Blok Teks:
▶
Bernapas Panjanglah, Malang…

Ketika penggemar sepak bola di seluruh penjuru dunia sedang merayakan Piala Dunia, ketika PSSI sudah sibuk kembali dengan persiapan liga, Aremania dan warga Malang masih terus berjuang mencari keadilan.

—-

PERGILAH ke Malang hari-hari ini, dua bulan lebih setelah tragedi Kanjuruhan yang menghilangkan 135 nyawa warga kota ini. Di setiap sudut kota, dari pusat pemerintahan hingga tembok-tembok perkampungan, gugatan untuk mengusut tuntas tragedi tersebut terus digaungkan.

Memasuki Kota Malang dari arah Surabaya, kita akan langsung disambut oleh spanduk berukuran besar yang berisi foto-foto peristiwa Kanjuruhan. Ada gambar barisan anak muda yang mengangkat mayat-mayat, ada dokumentasi ketika kerusuhan terjadi, ada foto-foto korban yang bermata merah akibat tembakan gas air mata. 

Semakin melaju ke tengah kota, pandangan kita tak akan lepas dari berbagai spanduk yang berisi kata-kata gugatan; Usut Tuntas, Mati karena Polisi, Sedang Berjuang Mencari Keadilan, Klubnya Tak Peduli Suporternya Berjuang Sendiri, Yang Bernyawa Hanya Menjadi Angka, dan seterusnya.

Tepat di depan kantor wali kota, foto-foto korban yang masih belia berjajar. Wajah-wajah remaja yang seharusnya masih punya masa depan panjang, namun malah mati sia-sia dan tak kunjung mendapat keadilan. Selain seruan-seruan garang yang menggelorakan kemarahan sekaligus kesedihan, di berbagai tempat, dalam wujud coretan-coretan piloks ala kadarnya, akan kita jumpai tulisan serupa kode: ACAB 1312. Saya yakin banyak yang masih menduga-duga, apa sebenarnya makna dari kode ini. 

Mungkin ada yang mengira itu adalah kata walikan khas Malang, yang harus dibaca dari belakang. ACAB –artinya baca. Sebuah seruan untuk membaca sebagai bagian dari gerakan literasi? Lalu bagaimana dengan 1312? Oh itu mungkin penanda tanggal 13 Desember, atau mungkin anak-anak muda yang mencoret adalah penggemar Taylor Swift yang lahirnya 13 Desember?
◀
Data Hasil Ekstraksi:
▶
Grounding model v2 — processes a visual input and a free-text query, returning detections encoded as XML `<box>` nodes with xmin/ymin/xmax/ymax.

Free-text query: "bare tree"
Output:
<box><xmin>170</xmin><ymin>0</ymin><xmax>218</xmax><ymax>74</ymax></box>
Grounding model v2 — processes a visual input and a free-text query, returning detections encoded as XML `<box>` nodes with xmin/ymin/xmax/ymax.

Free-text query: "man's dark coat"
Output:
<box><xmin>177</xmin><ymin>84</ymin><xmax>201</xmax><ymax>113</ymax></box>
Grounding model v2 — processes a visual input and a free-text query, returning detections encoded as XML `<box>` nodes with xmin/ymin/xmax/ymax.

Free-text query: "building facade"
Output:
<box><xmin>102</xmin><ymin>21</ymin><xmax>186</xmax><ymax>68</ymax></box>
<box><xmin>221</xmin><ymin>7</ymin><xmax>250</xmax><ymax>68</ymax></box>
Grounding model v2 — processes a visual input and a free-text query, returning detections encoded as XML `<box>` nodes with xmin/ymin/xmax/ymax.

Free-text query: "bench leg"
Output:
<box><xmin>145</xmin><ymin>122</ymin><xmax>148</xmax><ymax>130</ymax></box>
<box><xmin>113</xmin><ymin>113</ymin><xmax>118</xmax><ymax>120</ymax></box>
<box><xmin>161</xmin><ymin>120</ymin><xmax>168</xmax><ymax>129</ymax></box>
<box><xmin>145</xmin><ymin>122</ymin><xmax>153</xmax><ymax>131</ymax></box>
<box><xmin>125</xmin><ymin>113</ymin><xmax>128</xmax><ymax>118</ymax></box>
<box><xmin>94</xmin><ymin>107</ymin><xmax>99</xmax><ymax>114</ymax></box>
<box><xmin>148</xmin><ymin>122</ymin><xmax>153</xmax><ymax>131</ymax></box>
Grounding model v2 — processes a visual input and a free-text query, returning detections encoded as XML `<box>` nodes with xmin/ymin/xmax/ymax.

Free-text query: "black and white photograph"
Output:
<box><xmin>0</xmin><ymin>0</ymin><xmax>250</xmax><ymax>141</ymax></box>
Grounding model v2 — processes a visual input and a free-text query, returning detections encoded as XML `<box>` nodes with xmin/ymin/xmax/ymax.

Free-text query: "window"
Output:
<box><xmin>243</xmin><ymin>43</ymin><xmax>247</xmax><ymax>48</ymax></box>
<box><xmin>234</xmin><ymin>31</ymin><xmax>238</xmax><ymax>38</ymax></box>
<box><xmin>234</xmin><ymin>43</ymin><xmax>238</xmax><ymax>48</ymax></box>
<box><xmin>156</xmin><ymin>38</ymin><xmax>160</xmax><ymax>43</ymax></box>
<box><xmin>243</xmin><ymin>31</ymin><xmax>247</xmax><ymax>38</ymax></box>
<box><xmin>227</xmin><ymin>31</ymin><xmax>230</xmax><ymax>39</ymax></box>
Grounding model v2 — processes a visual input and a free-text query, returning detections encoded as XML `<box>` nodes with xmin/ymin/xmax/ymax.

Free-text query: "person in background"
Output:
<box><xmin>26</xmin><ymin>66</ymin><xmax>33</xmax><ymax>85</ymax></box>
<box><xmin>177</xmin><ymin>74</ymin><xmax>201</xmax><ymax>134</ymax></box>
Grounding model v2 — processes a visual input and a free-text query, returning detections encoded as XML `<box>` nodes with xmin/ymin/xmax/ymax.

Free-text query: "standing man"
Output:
◀
Ketentuan Soal: Lanjutkan tulisan tentang tragedi Kanjuruhan dan gugatan warga Malang di atas, mulai dari kalimat sesudah kalimat terakhirnya.

Jawaban Latihan:
ACAB adalah singkatan dari All Cops Are Bastards –semua polisi adalah bajingan. Ini adalah istilah yang sudah digunakan sejak puluhan tahun lalu untuk memprotes kesewenang-wenangan polisi, berawal dari Inggris lalu dikenal luas di seluruh dunia. Sementara 1312 adalah istilah bentuk lain dari ACAB. Kalau melihat urutan abjad, 1 adalah simbol pengganti untuk A, 3 adalah C, dan 2 adalah B. ACAB dan 1312 adalah ungkapan protes dan bentuk ketidakpercayaan pada polisi karena semua polisi adalah bajingan.

Spanduk, poster, coretan-coretan kemarahan yang bertebaran di seluruh penjuru Malang bisa kita lihat setidaknya dari dua hal. 

Pertama, ini adalah bukti warga Malang masih gigih memperjuangkan keadilan. Kedua, aparat keamanan dan otoritas tak berdaya untuk membersihkan kota dari spanduk-spanduk itu. Awalnya memang ada upaya untuk mencopoti spanduk-spanduk itu, namun warga dengan cepat memasang spanduk baru. Begitu seterusnya hingga akhirnya berbagai seruan protes terus menghiasi Malang hingga hari ini.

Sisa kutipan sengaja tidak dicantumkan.